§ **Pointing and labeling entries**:
---------------
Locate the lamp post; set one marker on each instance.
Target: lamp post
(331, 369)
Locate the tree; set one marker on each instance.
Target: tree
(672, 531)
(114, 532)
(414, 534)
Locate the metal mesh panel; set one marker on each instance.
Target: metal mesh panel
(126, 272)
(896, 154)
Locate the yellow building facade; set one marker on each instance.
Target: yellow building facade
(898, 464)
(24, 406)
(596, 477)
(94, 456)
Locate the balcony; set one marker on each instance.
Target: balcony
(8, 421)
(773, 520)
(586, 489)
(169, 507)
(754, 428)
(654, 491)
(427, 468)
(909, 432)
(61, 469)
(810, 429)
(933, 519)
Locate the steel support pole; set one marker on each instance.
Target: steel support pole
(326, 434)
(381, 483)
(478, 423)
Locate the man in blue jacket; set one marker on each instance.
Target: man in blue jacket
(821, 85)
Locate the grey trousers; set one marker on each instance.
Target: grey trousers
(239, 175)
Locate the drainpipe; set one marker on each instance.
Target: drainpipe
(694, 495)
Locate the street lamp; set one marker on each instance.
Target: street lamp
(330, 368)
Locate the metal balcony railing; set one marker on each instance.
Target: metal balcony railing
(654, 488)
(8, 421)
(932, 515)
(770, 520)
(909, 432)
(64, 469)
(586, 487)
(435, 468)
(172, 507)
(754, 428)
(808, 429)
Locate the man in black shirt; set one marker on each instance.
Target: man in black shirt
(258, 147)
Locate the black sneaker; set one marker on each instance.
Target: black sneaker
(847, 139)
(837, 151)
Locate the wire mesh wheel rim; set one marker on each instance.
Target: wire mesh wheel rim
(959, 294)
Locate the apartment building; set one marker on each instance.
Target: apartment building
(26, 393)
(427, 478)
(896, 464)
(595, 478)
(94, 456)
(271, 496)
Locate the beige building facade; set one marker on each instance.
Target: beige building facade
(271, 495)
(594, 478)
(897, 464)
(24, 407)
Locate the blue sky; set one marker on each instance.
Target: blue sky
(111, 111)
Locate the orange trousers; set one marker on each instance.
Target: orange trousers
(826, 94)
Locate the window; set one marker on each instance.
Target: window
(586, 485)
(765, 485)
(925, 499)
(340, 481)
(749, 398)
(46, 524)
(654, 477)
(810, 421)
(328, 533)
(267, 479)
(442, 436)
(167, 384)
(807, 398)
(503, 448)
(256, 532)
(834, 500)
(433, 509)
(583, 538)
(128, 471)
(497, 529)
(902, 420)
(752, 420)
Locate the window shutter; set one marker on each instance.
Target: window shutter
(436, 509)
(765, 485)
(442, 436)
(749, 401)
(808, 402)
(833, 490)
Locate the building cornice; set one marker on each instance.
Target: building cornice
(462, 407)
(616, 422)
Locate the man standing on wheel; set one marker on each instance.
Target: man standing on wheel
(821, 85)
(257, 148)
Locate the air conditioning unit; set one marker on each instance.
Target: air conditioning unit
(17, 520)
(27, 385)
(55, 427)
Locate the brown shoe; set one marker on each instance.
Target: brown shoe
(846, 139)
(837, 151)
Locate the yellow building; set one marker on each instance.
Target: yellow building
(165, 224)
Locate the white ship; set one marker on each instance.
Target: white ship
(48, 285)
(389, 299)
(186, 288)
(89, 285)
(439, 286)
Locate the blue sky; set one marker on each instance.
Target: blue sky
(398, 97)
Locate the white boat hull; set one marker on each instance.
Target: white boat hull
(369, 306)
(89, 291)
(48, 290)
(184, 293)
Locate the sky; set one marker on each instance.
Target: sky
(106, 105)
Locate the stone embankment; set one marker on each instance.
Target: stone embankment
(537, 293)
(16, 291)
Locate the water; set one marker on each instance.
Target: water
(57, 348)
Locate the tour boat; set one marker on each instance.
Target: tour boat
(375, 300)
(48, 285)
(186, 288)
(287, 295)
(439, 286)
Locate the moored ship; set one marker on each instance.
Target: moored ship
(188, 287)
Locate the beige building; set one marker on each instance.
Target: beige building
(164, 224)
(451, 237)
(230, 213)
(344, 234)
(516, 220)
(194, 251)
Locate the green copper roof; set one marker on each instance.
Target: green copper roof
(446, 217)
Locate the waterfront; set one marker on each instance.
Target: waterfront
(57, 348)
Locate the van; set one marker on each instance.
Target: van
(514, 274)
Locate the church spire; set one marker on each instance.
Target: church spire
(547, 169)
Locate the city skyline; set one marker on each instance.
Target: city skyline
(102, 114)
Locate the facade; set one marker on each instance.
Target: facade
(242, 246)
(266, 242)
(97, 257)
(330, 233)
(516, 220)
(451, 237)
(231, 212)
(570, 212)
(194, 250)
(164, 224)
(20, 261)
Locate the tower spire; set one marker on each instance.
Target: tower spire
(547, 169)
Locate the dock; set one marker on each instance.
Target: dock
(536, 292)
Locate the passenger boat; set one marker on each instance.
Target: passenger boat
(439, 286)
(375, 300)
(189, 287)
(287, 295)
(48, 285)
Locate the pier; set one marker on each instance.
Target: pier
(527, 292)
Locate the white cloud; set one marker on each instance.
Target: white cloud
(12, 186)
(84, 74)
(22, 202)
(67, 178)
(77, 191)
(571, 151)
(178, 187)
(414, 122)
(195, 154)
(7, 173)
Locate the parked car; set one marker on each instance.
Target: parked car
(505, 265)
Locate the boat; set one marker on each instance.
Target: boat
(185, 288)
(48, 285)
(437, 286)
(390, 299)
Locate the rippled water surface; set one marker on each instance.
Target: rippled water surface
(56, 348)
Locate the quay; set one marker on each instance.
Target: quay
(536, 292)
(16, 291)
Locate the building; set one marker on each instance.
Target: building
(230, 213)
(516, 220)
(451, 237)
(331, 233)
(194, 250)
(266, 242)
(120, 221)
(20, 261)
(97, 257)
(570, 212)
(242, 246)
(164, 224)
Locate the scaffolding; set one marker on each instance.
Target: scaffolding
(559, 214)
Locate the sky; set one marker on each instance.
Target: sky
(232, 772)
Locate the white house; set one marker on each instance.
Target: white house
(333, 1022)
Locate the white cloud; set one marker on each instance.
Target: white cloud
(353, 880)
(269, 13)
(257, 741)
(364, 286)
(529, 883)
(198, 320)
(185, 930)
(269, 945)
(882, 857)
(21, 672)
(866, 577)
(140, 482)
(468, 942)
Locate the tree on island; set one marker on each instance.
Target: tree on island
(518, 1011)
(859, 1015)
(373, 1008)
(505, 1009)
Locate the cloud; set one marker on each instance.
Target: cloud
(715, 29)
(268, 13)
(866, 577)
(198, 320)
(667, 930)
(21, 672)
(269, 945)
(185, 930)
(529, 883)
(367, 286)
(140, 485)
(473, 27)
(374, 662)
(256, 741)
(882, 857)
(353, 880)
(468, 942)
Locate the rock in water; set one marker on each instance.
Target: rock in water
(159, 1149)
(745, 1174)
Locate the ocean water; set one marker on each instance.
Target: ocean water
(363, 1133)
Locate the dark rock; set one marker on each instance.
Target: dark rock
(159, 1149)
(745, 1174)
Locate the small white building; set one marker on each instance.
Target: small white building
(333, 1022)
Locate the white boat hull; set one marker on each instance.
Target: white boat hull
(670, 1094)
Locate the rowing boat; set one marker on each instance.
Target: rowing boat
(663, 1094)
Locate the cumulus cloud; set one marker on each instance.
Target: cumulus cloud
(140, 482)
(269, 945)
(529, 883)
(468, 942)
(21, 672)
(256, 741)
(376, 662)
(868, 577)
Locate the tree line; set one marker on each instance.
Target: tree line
---------------
§ **TASK INSTRUCTIONS**: Every record should be given again exactly.

§ **CORRECT OUTPUT**:
Locate the lamp post; set one marker on each instance.
Target: lamp post
(331, 369)
Locate the tree; set one marker on each instance.
Target: tree
(672, 531)
(114, 532)
(414, 534)
Locate the metal mesh panel; set one marker on each instance.
Target: metal mesh panel
(126, 272)
(896, 154)
Locate the yellow building facade; set one marker on each instance.
Target: yellow building facade
(898, 464)
(24, 406)
(596, 477)
(94, 456)
Locate the balcony; set one marker on each instance.
Target: balcony
(8, 421)
(773, 520)
(586, 489)
(169, 507)
(754, 428)
(654, 491)
(427, 468)
(909, 432)
(61, 469)
(810, 429)
(933, 519)
Locate the steel support pole; set one marker on each instance.
Target: steel support pole
(326, 434)
(381, 483)
(478, 423)
Locate the man in blue jacket; set one marker on each instance.
Target: man in blue jacket
(821, 85)
Locate the grey trousers; set one marker on each instance.
Target: grey trousers
(239, 175)
Locate the drainpipe; set one marker on each instance.
Target: drainpipe
(694, 495)
Locate the street lamp; set one marker on each instance.
Target: street lamp
(330, 368)
Locate the metal balcony railing; set one marker on each instance.
Target: metal balcony railing
(654, 488)
(8, 421)
(932, 515)
(770, 520)
(909, 432)
(64, 469)
(586, 487)
(435, 468)
(172, 507)
(754, 428)
(808, 429)
Locate the man in black shirt; set one marker on each instance.
Target: man in black shirt
(258, 147)
Locate the black sneaker; set one marker on each instance.
Target: black sneaker
(847, 139)
(837, 151)
Locate the wire mesh wheel rim; set one marker on each instance.
Target: wire mesh wheel rim
(959, 294)
Locate the apartment building; set one marker on each instance.
Target: apartment building
(26, 393)
(427, 478)
(896, 464)
(595, 478)
(94, 456)
(271, 496)
Locate the beige building facade; set one marker on each instance.
Target: beige building facade
(271, 495)
(594, 478)
(897, 464)
(24, 407)
Locate the blue sky; set one marker on each instance.
Target: blue sky
(111, 111)
Locate the orange trousers; set one marker on each instance.
Target: orange trousers
(826, 94)
Locate the window; set one marker on each instance.
Target: window
(586, 485)
(765, 485)
(925, 499)
(340, 481)
(749, 398)
(46, 524)
(654, 477)
(810, 421)
(328, 533)
(267, 479)
(442, 436)
(167, 384)
(807, 398)
(503, 448)
(256, 532)
(834, 500)
(433, 509)
(583, 538)
(128, 471)
(497, 529)
(902, 420)
(752, 420)
Locate the window shutter; set one marker on each instance.
Target: window shutter
(436, 509)
(765, 485)
(442, 436)
(749, 401)
(808, 402)
(833, 490)
Locate the building cornice; set one marker on each instance.
Target: building cornice
(462, 407)
(616, 422)
Locate the man standing on wheel; set one marker on each instance.
Target: man standing on wheel
(821, 85)
(257, 148)
Locate the air conditioning unit; set one marker on each instance.
Target: air conditioning unit
(17, 520)
(27, 385)
(55, 427)
Locate the brown shoe; set one marker on each instance.
Target: brown shoe
(846, 139)
(837, 151)
Locate the yellow building; set one marker on each instance.
Target: yellow building
(165, 224)
Locate the white ship; set one marker on each instance.
Target: white ship
(48, 285)
(389, 299)
(186, 288)
(89, 285)
(439, 286)
Locate the blue sky; set one marker on each instance.
Target: blue sky
(398, 97)
Locate the white boat hull; set one marker on each instance.
Target: white boat hull
(369, 306)
(89, 291)
(48, 290)
(184, 293)
Locate the sky; set one marker on each instance.
Target: sky
(106, 105)
Locate the stone embankment; set one marker on each instance.
Target: stone embankment
(537, 293)
(16, 291)
Locate the water; set one marker on each instance.
Target: water
(57, 348)
Locate the tour boat; set one marker on each instance.
Target: tour boat
(375, 300)
(48, 285)
(186, 288)
(287, 295)
(439, 286)
Locate the moored ship; set one marker on each instance.
Target: moored ship
(188, 287)
Locate the beige building; set one marker on each instance.
Target: beige building
(164, 224)
(451, 237)
(230, 213)
(344, 234)
(516, 220)
(194, 251)
Locate the green copper roof; set one marker on each instance.
Target: green copper roof
(446, 217)
Locate the waterfront; set one marker on each instance.
Target: waterfront
(57, 348)
Locate the van; set one marker on each instance.
Target: van
(514, 274)
Locate the church spire; set one marker on each instance.
Target: church spire
(547, 169)
Locate the city skyline; set one marker on each instance.
Target: city skyline
(102, 114)
Locate the facade; set one marker on each instance.
Target: facade
(242, 246)
(266, 242)
(97, 257)
(330, 233)
(516, 220)
(451, 237)
(231, 212)
(570, 212)
(194, 250)
(164, 224)
(20, 261)
Locate the tower spire; set one marker on each instance.
Target: tower spire
(547, 169)
Locate the dock; set one marker on each instance.
Target: dock
(536, 292)
Locate the passenger boat; set one marker on each instance.
Target: passenger boat
(439, 286)
(375, 300)
(189, 287)
(287, 295)
(48, 285)
Locate the pier; set one marker on each instance.
Target: pier
(527, 292)
Locate the white cloud; set one marker on each instance.
Target: white cloud
(12, 186)
(84, 74)
(22, 202)
(67, 178)
(77, 191)
(571, 151)
(178, 187)
(414, 122)
(195, 154)
(7, 173)
Locate the parked car; set one marker on each instance.
Target: parked car
(505, 265)
Locate the boat; set one marker on each instance.
Target: boat
(185, 288)
(48, 285)
(437, 286)
(390, 299)
Locate the rippled water surface; set one marker on each instance.
Target: rippled water surface
(56, 348)
Locate the quay; set one marker on each instance.
Target: quay
(536, 292)
(16, 291)
Locate the building; set one marker on each instance.
Target: building
(230, 213)
(516, 220)
(451, 237)
(331, 233)
(194, 250)
(266, 242)
(120, 221)
(20, 261)
(97, 257)
(570, 212)
(242, 246)
(164, 224)
Locate the scaffolding; set one marker on each instance.
Target: scaffolding
(559, 214)
Locate the sky; set one marker on each instance.
Target: sky
(232, 772)
Locate the white house; set one marker on each instance.
Target: white house
(333, 1022)
Locate the white cloud; set one marker on each instance.
Target: white cloud
(353, 880)
(269, 13)
(257, 741)
(364, 286)
(529, 883)
(198, 320)
(185, 930)
(269, 945)
(882, 857)
(21, 672)
(866, 577)
(140, 482)
(468, 942)
Locate the tree on island; set one marker on each instance.
Target: tree on island
(518, 1011)
(859, 1015)
(373, 1008)
(505, 1009)
Locate the cloud; set one marker on each instance.
Target: cloud
(715, 29)
(268, 13)
(866, 577)
(198, 320)
(667, 930)
(21, 672)
(269, 945)
(185, 930)
(529, 883)
(367, 286)
(140, 485)
(473, 27)
(374, 662)
(256, 741)
(882, 857)
(353, 880)
(468, 942)
Locate the rock in water; set one marker on each instance.
Target: rock in water
(159, 1149)
(745, 1174)
Locate the ocean water; set one marker on each instance.
Target: ocean water
(363, 1133)
Locate the dark rock; set one marker on each instance.
Target: dark rock
(159, 1149)
(745, 1174)
Locate the small white building; set one marker on each instance.
Target: small white building
(333, 1022)
Locate the white boat hull; set one marker on each instance.
Target: white boat hull
(670, 1094)
Locate the rowing boat; set one marker on each instance.
Target: rowing boat
(663, 1094)
Locate the cumulus cloud; set one marker on each instance.
Target: cumulus cloud
(140, 482)
(269, 945)
(529, 883)
(468, 942)
(21, 672)
(256, 741)
(376, 662)
(868, 577)
Locate the tree line; set one marker on each instance.
Target: tree line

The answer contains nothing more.